[Dataset excerpts]
'''
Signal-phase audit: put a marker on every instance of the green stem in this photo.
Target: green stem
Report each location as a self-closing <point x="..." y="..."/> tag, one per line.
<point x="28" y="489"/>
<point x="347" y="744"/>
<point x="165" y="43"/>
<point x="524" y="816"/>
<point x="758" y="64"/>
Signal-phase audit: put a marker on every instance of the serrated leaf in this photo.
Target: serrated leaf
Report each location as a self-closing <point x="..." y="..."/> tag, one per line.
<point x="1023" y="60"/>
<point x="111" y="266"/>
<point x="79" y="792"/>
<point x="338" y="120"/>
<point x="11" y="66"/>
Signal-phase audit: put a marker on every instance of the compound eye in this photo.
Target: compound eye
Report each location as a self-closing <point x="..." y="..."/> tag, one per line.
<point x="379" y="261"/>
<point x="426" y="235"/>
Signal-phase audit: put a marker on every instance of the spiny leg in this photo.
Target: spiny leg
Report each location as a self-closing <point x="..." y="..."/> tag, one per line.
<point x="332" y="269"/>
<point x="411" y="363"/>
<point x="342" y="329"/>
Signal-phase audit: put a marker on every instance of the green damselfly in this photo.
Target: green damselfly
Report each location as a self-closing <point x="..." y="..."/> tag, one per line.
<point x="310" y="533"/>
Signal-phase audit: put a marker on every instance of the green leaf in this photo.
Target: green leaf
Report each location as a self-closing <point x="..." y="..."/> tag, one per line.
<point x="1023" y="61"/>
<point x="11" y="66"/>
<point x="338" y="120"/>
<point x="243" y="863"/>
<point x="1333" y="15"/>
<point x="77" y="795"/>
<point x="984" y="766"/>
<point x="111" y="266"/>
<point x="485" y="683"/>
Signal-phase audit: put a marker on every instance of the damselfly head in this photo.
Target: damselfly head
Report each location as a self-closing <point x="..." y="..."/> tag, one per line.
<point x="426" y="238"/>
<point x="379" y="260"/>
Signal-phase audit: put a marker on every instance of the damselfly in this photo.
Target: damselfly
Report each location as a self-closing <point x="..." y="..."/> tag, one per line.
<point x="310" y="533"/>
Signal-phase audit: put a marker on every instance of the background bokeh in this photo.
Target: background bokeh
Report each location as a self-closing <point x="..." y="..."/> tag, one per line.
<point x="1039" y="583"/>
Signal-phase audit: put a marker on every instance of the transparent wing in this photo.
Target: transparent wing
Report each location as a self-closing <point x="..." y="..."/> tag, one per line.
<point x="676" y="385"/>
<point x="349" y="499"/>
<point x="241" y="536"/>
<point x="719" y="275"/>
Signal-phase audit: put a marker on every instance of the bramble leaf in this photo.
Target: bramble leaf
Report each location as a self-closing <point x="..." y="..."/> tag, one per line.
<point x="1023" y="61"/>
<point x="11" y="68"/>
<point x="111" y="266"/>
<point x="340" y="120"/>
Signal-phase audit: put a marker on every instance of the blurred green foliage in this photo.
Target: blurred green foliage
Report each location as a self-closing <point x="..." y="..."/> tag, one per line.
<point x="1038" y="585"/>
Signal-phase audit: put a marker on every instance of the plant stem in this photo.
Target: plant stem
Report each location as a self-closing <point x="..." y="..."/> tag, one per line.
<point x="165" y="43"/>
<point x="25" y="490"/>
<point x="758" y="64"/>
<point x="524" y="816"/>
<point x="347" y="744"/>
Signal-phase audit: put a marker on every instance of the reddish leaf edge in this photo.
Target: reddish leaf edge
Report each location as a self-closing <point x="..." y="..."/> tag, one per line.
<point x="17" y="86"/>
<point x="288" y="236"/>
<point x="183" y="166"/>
'''
DIRECTIONS FOR THIS TASK:
Exactly and exclusively, repeat the lines from the line that contains "bokeh in this photo." through the end of the records, both ends included.

YOUR RESPONSE:
Signal-phase audit: put a marker on every instance of the background bokeh in this photo.
Target: background bokeh
Report each location as a self-closing <point x="..." y="..."/> tag, one per line.
<point x="1039" y="583"/>
Signal-phase audit: put a marker on every instance of the transparent wing in this photo.
Target: transparent wing
Report each location as a self-closing <point x="..." y="..."/> tag, one per line.
<point x="676" y="385"/>
<point x="349" y="499"/>
<point x="241" y="536"/>
<point x="719" y="275"/>
Signal-phase audit: put a marker on every instance of the bramble leaf in this photo.
Target: bramble leaf
Report each location as a self-closing <point x="..." y="..."/> tag, one per line.
<point x="1023" y="61"/>
<point x="11" y="68"/>
<point x="111" y="266"/>
<point x="340" y="120"/>
Signal-phase audit: put a marker on every instance of the blurred green foliage in this photo.
Target: blurred green foliage
Report each location as a self-closing <point x="..." y="..."/> tag, one per line.
<point x="1038" y="585"/>
Signal-phase audit: put a marker on every instance of the plant stem in this photo.
Target: plant stem
Report each location as a self-closing <point x="..." y="..."/> tag, one per line.
<point x="165" y="43"/>
<point x="25" y="490"/>
<point x="758" y="64"/>
<point x="524" y="816"/>
<point x="347" y="744"/>
Signal-phase audit: put a marker on every instance of the reddish leaf edge in this photo.
Target: reddish leaf edge
Report each location as a self-closing <point x="..." y="..."/> tag, one per line.
<point x="17" y="86"/>
<point x="288" y="236"/>
<point x="183" y="166"/>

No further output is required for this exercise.